* DATA EXTRACT *
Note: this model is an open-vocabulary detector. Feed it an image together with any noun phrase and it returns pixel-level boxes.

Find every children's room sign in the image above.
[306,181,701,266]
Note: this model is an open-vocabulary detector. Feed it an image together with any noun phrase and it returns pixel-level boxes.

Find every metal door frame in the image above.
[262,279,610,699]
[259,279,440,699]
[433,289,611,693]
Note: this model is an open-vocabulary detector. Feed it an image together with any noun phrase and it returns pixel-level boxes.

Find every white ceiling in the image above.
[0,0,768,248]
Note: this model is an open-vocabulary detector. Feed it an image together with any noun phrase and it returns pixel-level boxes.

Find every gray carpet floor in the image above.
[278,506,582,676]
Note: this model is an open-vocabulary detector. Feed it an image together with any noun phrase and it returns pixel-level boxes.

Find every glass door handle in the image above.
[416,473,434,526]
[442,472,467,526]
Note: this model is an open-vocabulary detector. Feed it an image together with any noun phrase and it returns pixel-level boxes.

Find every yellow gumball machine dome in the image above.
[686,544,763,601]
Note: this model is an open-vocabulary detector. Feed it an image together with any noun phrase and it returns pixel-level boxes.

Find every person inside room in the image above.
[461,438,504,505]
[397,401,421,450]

--

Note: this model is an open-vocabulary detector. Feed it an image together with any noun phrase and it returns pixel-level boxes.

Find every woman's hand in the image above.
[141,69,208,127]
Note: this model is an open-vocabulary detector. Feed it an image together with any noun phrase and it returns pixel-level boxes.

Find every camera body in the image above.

==

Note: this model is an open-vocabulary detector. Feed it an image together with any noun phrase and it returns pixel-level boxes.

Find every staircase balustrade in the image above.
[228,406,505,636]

* THE PROBLEM *
Tally the lines in the records above that contain the string "door", counting only matches with the same case. What is the number? Reply with the number alone.

* EXERCISE SOLUTION *
2